WHAT IS BEING ASKED: Below is a listing; restate from it, character for character, the lines beginning at the line holding "325H322L323 312L313 313L308" and ending at the line holding "337L245 340L244 344L256", both included.

ENTRIES PROVIDED section start

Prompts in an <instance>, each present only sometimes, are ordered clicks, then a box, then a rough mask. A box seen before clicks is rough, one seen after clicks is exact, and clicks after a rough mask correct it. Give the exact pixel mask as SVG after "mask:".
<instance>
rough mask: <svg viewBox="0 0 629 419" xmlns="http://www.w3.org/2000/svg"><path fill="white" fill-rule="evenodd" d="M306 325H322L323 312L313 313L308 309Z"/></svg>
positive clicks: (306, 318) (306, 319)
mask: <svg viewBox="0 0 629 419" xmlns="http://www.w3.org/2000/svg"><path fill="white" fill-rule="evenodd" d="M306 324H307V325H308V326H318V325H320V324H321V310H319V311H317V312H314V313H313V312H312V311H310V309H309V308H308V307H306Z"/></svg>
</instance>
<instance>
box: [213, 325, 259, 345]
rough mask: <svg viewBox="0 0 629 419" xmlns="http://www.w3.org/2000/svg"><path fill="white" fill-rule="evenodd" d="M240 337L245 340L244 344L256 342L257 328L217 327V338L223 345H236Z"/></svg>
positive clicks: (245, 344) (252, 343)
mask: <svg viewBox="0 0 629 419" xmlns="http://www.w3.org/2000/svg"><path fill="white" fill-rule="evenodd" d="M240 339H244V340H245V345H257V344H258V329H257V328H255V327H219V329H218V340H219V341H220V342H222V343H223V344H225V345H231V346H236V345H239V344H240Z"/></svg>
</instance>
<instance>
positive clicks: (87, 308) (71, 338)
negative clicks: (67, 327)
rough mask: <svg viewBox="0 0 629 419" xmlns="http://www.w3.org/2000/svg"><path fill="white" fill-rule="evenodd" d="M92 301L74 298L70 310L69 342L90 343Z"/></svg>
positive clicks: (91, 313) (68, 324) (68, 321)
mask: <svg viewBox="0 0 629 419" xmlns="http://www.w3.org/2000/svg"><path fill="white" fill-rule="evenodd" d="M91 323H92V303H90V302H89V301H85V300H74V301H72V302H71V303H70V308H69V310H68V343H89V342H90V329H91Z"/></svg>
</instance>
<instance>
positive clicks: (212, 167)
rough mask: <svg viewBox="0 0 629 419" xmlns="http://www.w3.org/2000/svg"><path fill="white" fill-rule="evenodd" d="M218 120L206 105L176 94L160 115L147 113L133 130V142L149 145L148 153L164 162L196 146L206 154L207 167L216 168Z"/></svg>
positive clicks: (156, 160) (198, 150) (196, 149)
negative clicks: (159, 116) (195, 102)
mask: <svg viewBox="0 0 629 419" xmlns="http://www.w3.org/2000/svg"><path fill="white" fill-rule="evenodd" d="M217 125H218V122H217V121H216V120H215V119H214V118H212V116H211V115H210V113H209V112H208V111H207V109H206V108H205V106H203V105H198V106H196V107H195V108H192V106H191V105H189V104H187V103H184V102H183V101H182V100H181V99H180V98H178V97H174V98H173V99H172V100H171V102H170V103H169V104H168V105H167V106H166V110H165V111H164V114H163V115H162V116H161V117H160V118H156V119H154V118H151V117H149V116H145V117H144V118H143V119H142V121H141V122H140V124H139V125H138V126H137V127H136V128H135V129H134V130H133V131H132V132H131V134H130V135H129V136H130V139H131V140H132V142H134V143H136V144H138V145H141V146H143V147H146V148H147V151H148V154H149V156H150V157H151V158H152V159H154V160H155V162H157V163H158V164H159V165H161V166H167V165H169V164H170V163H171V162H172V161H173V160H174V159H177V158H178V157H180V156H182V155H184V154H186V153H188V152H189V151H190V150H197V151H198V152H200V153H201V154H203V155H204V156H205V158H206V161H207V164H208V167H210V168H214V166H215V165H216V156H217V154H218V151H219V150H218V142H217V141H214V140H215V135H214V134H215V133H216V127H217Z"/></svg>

ENTRIES PROVIDED section end

THE COMPLETED TASK:
rough mask: <svg viewBox="0 0 629 419" xmlns="http://www.w3.org/2000/svg"><path fill="white" fill-rule="evenodd" d="M306 325H322L323 312L313 313L308 309Z"/></svg>
positive clicks: (306, 318) (306, 319)
mask: <svg viewBox="0 0 629 419" xmlns="http://www.w3.org/2000/svg"><path fill="white" fill-rule="evenodd" d="M306 324H307V325H308V326H318V325H320V324H321V310H319V311H317V312H314V313H313V312H312V311H310V309H309V308H308V307H306Z"/></svg>
</instance>
<instance>
box: [213, 325, 259, 345]
rough mask: <svg viewBox="0 0 629 419" xmlns="http://www.w3.org/2000/svg"><path fill="white" fill-rule="evenodd" d="M240 337L245 340L244 344L256 342L257 328L217 327V338L223 345H236Z"/></svg>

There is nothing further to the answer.